DIRECTIONS
Please express every line of the listing below as a Markdown table with the columns Row and Line, numbering the rows in order and leaving out blank lines.

MATERIAL
________

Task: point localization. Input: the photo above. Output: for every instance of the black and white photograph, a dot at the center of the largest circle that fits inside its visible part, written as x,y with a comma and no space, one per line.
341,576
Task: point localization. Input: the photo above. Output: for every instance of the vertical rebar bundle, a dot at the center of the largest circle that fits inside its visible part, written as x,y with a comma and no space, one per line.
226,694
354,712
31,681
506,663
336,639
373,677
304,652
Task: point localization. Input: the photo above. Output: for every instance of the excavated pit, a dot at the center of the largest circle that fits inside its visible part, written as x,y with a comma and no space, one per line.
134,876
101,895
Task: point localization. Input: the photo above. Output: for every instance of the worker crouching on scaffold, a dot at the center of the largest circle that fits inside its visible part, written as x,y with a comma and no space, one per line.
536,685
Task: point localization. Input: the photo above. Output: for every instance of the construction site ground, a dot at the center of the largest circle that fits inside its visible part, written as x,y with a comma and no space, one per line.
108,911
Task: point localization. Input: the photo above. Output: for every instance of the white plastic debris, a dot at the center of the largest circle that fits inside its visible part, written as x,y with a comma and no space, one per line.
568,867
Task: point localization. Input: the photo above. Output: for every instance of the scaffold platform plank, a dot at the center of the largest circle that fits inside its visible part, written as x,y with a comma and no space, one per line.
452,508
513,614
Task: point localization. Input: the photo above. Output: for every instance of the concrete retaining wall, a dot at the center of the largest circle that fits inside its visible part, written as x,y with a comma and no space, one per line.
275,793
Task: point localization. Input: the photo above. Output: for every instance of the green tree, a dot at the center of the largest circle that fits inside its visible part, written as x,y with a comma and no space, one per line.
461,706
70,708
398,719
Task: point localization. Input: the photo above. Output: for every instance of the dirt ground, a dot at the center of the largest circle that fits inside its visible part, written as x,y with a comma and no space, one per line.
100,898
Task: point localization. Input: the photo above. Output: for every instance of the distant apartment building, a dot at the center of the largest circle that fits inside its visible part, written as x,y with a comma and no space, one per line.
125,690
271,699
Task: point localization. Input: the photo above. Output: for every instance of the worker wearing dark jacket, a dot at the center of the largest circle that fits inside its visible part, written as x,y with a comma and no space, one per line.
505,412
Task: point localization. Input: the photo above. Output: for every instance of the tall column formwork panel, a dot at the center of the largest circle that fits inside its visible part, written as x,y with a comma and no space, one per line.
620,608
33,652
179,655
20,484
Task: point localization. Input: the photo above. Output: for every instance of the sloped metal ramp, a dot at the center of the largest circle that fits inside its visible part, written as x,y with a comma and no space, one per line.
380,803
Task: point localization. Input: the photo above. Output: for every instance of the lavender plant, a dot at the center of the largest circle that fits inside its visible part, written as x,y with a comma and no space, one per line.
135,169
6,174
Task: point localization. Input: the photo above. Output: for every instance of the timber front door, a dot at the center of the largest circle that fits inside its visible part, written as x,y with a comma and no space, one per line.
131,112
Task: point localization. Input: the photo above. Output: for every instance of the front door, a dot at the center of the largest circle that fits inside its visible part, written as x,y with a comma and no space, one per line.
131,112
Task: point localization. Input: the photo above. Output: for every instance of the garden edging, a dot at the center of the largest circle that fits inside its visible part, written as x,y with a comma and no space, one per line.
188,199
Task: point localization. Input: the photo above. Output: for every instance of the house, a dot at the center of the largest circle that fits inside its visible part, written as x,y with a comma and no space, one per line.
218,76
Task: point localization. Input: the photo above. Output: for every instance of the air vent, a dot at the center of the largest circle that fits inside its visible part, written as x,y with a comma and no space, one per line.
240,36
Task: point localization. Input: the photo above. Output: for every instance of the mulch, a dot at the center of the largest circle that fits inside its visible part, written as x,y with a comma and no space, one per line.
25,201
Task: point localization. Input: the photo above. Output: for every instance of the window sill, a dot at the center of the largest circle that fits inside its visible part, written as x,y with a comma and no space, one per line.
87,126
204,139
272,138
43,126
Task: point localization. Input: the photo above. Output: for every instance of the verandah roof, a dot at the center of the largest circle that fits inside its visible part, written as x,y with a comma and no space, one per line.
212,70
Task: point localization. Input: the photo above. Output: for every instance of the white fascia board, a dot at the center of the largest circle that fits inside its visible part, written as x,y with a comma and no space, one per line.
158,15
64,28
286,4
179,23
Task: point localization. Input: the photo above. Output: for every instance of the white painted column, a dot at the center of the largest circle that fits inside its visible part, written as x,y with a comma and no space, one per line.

________

RESPONSE TO THIS EXERCISE
| Row | Line |
|---|---|
| 1 | Task: point localization. Input: the photo above. Output: for every instance of the black and white photograph, a dot at the center of the largest circle that fits inside its visible part, written as x,y with a comma and no space, one per line. |
| 2 | 341,576 |
| 3 | Task: point localization. Input: the photo above. Output: for every instance of the vertical rebar bundle, a dot at the center of the largest circle that fits inside its visible part, written as x,y with a comma and no space, one per line. |
| 4 | 226,694 |
| 5 | 354,712 |
| 6 | 31,681 |
| 7 | 506,663 |
| 8 | 336,639 |
| 9 | 373,677 |
| 10 | 304,652 |
| 11 | Task: point localization. Input: the photo above. Output: for every instance of the excavated pit, a dot at the center of the largest circle that fits inside its visible part, written as x,y with a comma and no space, one per line. |
| 12 | 134,876 |
| 13 | 101,895 |
| 14 | Task: point localization. Input: the photo above. Output: for every instance of the worker crouching on scaffold, a dot at the center of the largest circle that fits inside its visible part, written as x,y with a comma and no space, one per line. |
| 15 | 536,685 |
| 16 | Task: point localization. Input: the photo above. Output: for every instance of the construction site ground, a dot at the center of the largest circle that fits inside its visible part, written as x,y with a comma and no space, one per line. |
| 17 | 108,911 |
| 18 | Task: point localization. Input: the photo above. Output: for every instance of the white plastic debris, a dot at the center of the largest circle that fits inside its visible part, written as x,y with a comma and no space, one per line. |
| 19 | 568,867 |
| 20 | Task: point localization. Input: the photo above. Output: for every instance of the scaffold platform plank, a dot at the center of the largest circle that fits inside its visible part, written as x,y with a comma and no space, one per line. |
| 21 | 452,508 |
| 22 | 513,614 |
| 23 | Task: point localization. Input: the photo above. Output: for every instance of the concrete retaining wall, a dot at the center of the largest circle that fits inside its visible part, written as x,y with a comma and no space, one per line. |
| 24 | 275,793 |
| 25 | Task: point localization. Input: the photo above. Output: for every instance of the green tree, a dot at the center of the largest circle that fits inside its visible part, written as x,y with a comma and no space, one per line. |
| 26 | 461,706 |
| 27 | 70,708 |
| 28 | 398,719 |
| 29 | Task: point localization. Input: the photo above. Output: for every instance of the dirt ground, a dot at the center of the largest circle that fits inside its visible part, written as x,y with a comma and no space, one per line. |
| 30 | 100,898 |
| 31 | Task: point localization. Input: the photo above. Output: for every instance of the distant apartment building, a dot at the center of the largest circle that fits inside its visible part, written as x,y with a comma and no space, one per line. |
| 32 | 125,690 |
| 33 | 271,699 |
| 34 | Task: point localization. Input: the photo above. Output: for every instance of the worker wearing dark jacket, a dot at the center of the largest circle that fits inside its visible part, written as x,y with a comma and no space, one per line. |
| 35 | 505,412 |
| 36 | Task: point localization. Input: the photo above. Output: for every instance of the tall column formwork panel, a dot at the center of the largest circle that fits inside its visible part, written as x,y with a comma and no space, one per line. |
| 37 | 620,608 |
| 38 | 33,652 |
| 39 | 179,655 |
| 40 | 20,484 |
| 41 | Task: point localization. Input: the photo above. Output: for every instance of the sloped metal ramp, a dot at the center of the largest circle that fits inside its visible part, written as x,y with a comma and no space, one per line. |
| 42 | 380,803 |
| 43 | Task: point localization. Input: the photo above. Output: for every instance of the lavender plant, a dot at the center of the largest circle that fits inside its visible part, written as x,y with a comma and no space, one per line. |
| 44 | 135,169 |
| 45 | 6,174 |
| 46 | Task: point localization. Input: the photo above. Output: for every instance of the timber front door, a dot at the center of the largest circle that fits inside its visible part, written as x,y with a comma and no space, one per line. |
| 47 | 131,112 |
| 48 | Task: point localization. Input: the photo above. Output: for every instance of the front door, a dot at the center of the largest circle that fits inside its visible part, written as x,y with a comma and no space, one per line. |
| 49 | 131,112 |
| 50 | Task: point localization. Input: the photo above. Output: for every instance of the garden edging, a dot at the center of the largest circle that fits inside its visible part, written as x,y with a comma and no space, one per line. |
| 51 | 188,199 |
| 52 | Task: point localization. Input: the photo above. Output: for every instance of the house, a dot at the center of the largest circle that fits inside its visible part, written as x,y with a comma and no space, one per line. |
| 53 | 218,76 |
| 54 | Task: point localization. Input: the photo above. Output: for every instance of the air vent, a dot at the center of the largest circle that fits inside its visible part, written as x,y with a comma and no space, one per line. |
| 55 | 240,36 |
| 56 | Task: point localization. Input: the photo above. Output: for every instance of the mulch, a dot at the center of the largest circle that fits inside its visible part, written as x,y with a comma and no space, one per line. |
| 57 | 25,201 |
| 58 | Task: point localization. Input: the photo above. Output: for every instance of the window sill, a dot at the center of the largest circle that fits inside its visible part, written as x,y with a comma and no space, one per line. |
| 59 | 87,126 |
| 60 | 204,139 |
| 61 | 272,138 |
| 62 | 43,126 |
| 63 | Task: point localization. Input: the photo above. Output: for every instance of the verandah roof, a dot at the center of the largest circle that fits inside its visible part, written as x,y with a comma and no space, one per line. |
| 64 | 212,70 |
| 65 | Task: point localization. Input: the photo above. Output: for every instance of the white fascia board, a dot at the center of the largest circle that fits inside its visible part, written as x,y with a comma and no space, one per line. |
| 66 | 158,15 |
| 67 | 64,28 |
| 68 | 286,4 |
| 69 | 179,23 |
| 70 | Task: point localization. Input: the photo above. Output: for every instance of the white painted column, a dot at the center of the largest circle that fits inside its visible part, written as x,y with a comma and no space, one per line. |